***** 読解用抜粋

ほとんどの被害者が、保険会社の提示する損害賠償額で示談して、損しています。保険会社の提示額は、自社の保険金の支払基準で算定した金額にすぎず、裁判で認められる損害賠償額にくらべると、かなり低い金額だからです。

 

実は、保険会社が損害算定に用いる基準のほかに、裁判所や弁護士が損害算定に用いる別の高い基準があるのです。ほとんどの人が、この事実を知らず、本来取得できる賠償額の半分以下程度の金額しか得られていないケースが多いのです。

 

保険会社から適正な賠償金額を取得できるよう、損害算定基準について知っておくことが大切です。

 

損害賠償額の3つの算定基準

交通事故の損害賠償は、迅速・公平な解決を図るため、基準化が進んでいます。損害項目ごとに、基準となる金額や計算方法が決まっているのです。

**********

- 課題一覧 -
A. 損害賠償の抜粋について、「実は、保険会社が損害算定に用」から「て知っておくことが大切です。」までの全文を、「保険会社」を「損害保険会社」に置き換えたうえで書き改めてください。
B. 損害賠償の抜粋が途切れた箇所から、その続きを書き継いでください。
資料はこれらの課題とは関係がありません。

***** 記録資料

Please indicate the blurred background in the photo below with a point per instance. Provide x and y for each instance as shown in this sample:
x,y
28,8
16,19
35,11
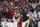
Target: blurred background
x,y
8,9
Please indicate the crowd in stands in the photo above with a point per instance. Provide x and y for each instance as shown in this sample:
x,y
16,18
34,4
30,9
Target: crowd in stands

**********

- 課題の解答 -
A.
実は、損害保険会社が損害算定に用いる基準のほかに、裁判所や弁護士が損害算定に用いる別の高い基準があるのです。ほとんどの人が、この事実を知らず、本来取得できる賠償額の半分以下程度の金額しか得られていないケースが多いのです。

 

損害保険会社から適正な賠償金額を取得できるよう、損害算定基準について知っておくことが大切です。

B.
損害算定基準は、3つの基準があります。自賠責保険基準、任意保険基準、裁判所基準の3つです。その違いは、おおむね次の通りです。

 

自賠責保険基準 国が法令により定めた自賠責保険の保険金支払い基準です。被害者救済を目的に、最低限の補償をするものです。
任意保険基準 任意保険会社が独自に定める保険金支払い基準です。自賠責保険より少し高い程度です。
裁判所基準 裁判で認められる損害賠償額を基準化したものです。被害者が本来受け取ることのできる正当な損害賠償額を算定できます。

 

裁判所基準が最も高く、次いで任意保険基準、自賠責保険基準となります。

 

[自賠責保険基準]<[任意保険基準]<[裁判所基準]

 

保険会社から提示される損害賠償額は、任意保険基準で算定した金額です。これは、裁判所基準で算定した損害賠償額より、かなり低い金額となります。対して、裁判所や弁護士は、裁判所基準で損害賠償額を算定します。こちらが、本来の正当な金額です。

 

つまり、保険会社の提示額で示談すると、適正な金額の損害賠償を受けられず、損することになるのです。残念ながら、ほとんどの人が、この事実を知らずに、保険会社の提示する金額で示談し、結果として損しています。

 

3つの損害算定基準について、さらに詳しく見ていきましょう。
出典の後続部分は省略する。